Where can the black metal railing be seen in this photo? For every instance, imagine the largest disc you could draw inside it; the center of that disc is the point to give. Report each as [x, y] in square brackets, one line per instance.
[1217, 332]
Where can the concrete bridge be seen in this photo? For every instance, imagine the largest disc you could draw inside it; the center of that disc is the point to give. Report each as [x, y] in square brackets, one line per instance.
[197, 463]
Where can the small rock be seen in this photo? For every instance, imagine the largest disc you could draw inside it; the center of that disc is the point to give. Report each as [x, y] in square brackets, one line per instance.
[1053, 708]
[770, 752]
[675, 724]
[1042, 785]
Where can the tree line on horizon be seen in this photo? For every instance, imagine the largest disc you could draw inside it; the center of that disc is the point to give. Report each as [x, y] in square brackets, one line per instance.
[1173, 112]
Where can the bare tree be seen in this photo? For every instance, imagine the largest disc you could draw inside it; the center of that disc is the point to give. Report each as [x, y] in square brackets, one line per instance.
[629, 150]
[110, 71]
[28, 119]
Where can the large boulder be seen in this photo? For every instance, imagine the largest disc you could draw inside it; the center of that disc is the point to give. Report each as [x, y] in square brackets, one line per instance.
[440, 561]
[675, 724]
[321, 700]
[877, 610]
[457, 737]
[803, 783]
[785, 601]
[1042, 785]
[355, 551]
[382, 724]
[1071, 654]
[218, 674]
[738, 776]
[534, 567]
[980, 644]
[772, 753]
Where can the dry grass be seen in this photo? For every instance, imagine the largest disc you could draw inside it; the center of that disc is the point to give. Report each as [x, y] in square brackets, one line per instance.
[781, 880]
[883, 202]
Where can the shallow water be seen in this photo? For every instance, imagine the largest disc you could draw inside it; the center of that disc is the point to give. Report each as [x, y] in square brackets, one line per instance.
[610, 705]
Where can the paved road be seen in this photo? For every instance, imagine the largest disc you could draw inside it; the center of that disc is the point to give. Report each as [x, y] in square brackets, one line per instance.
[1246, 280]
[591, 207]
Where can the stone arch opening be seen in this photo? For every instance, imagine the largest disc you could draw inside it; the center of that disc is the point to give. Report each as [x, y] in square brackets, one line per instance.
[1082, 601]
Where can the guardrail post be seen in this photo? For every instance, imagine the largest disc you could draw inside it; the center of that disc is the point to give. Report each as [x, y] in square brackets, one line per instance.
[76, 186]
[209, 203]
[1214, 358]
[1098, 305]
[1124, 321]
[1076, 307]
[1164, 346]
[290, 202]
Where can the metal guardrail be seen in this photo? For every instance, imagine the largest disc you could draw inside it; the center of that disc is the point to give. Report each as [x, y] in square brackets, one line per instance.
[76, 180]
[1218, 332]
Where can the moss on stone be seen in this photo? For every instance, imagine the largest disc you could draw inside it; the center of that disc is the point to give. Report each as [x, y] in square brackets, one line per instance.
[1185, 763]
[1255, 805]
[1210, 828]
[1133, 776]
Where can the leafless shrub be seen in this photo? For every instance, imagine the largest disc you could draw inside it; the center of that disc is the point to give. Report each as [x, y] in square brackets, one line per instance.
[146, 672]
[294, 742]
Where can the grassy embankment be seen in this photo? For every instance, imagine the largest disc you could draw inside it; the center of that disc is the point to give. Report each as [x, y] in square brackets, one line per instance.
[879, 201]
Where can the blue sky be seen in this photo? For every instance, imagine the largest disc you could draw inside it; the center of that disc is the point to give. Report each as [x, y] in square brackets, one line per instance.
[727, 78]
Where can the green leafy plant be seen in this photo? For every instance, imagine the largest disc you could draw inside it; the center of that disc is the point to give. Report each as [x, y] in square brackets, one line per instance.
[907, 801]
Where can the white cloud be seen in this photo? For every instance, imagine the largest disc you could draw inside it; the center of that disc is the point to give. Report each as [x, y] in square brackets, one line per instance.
========
■ **DESCRIPTION OF THE TASK**
Copy the listing in full. Match it word for word.

■ **TASK OUTPUT**
Where can the black metal railing be seen in this photo? For every instance, imagine the largest disc you could draw inside it; the center of that disc is the point to give. Report each as [x, y] in square brackets, one line per instance.
[1217, 332]
Where can the concrete bridge be seen in this photo? For every instance, imagine the largest disc you could draw inside it; the center of that disc is the point to give. Report each as [x, y] in square brackets, one line per instance.
[197, 463]
Where can the small rock be seen in this photo? For every instance, imagine the largest disc you could draw inside it; the center of that disc is the point to give. Report each as [x, y] in square brackets, one line per instance.
[1053, 708]
[770, 752]
[675, 724]
[1042, 785]
Where can the tree line on horizon be seen in this photo? For every instance, imagine the largest disc you could draw inside it; the center of that disc is the point to give. Report each as [x, y] in square brackets, one line per instance.
[1173, 112]
Where can the bare tree be seen in this photo? For every instance, imagine the largest disc you could draw inside it; the center of that disc is the point to give. Report each as [x, y] in square brackets, one line per instance.
[629, 150]
[110, 71]
[28, 119]
Where can the large boulder be seen in this photo? For every instance, imagine the largest disc you could draw inside it; the center of that disc is the point to give. Report each as [x, y] in square brackets, one line per instance.
[440, 561]
[675, 724]
[321, 700]
[877, 610]
[457, 737]
[803, 783]
[785, 601]
[1042, 785]
[355, 551]
[382, 724]
[1071, 654]
[218, 674]
[738, 776]
[534, 567]
[980, 644]
[772, 753]
Where can the dry grass be seen in this photo? For every instance, imagine the largest disc you could draw inside it; the center of that disc is the point to give. Report each as [x, y] in square brackets, one line per instance.
[781, 880]
[883, 202]
Where can the shallow water be seen in this photo? For every instance, imagine the largest disc you could draw inside it; the center of that disc is the point to give. Report each as [x, y] in square brackets, one line per instance.
[610, 705]
Where can the paved road be seen in this photo? For every instance, imagine the largest disc you could draw inside it; the center of that disc is the point to give. Report each as [x, y] in square brackets, one line per instance.
[1246, 280]
[591, 207]
Where can the stone arch opening be seen in this photo? For every instance, imagine the largest disc you could draw inside it; the center of that disc is the point to give. Report each as [x, y] in square brackets, one line per instance.
[1082, 601]
Where can the guardrail post be seen in this photo? For every instance, imagine the largest disc you could draw inside it; the center of that disc is the point to give. Report each as [x, y] in square brackets, one line per instance.
[76, 186]
[209, 203]
[1214, 358]
[1098, 305]
[1124, 321]
[1076, 307]
[1164, 346]
[290, 202]
Where can the metal guardrail be seen in this photo? For every instance, imagine the largest disc you could draw inside it; the center of that disc is the point to give. Report each as [x, y] in square brackets, one line per instance.
[76, 180]
[1218, 332]
Where can the moss on stone be seen in this photo? For every instance, imagine the largest disc you could draw inside it; the center of that disc is the point to give. Report each as [x, y] in square brackets, one line per instance.
[1185, 763]
[1255, 805]
[1210, 828]
[1133, 776]
Where can the leafless shrub be seen in this photo? For every instance, imagine the largest disc you could draw inside it; the center of that disc is the point to give. Report each as [x, y] in square brackets, one line per instance.
[146, 672]
[294, 742]
Where can the grassy embankment be seen in this photo? For every instance, imagine the largest disc you could draw inside it; the center of that disc is the point to give. Report each as [x, y] in square brackets, one line per instance.
[879, 201]
Where can the blue sky be seen in this photo? For every instance, imagine the largest disc you could draw inside it; the center of that disc is the point to give. Report each as [x, y] in square brackets, one line per instance.
[727, 78]
Where can the green leafy plant be seen in this photo? For every instance, imagine the largest disc you could draw inside it; the center of that disc is the point to give. Report each as [x, y] in square brackets, one line per instance.
[907, 801]
Where can the white cloud be seen in this photo? For every instance, imagine the largest disc you could draw inside it; the center of that disc is the point to give. Report each as [x, y] in square brackets, one line per instance.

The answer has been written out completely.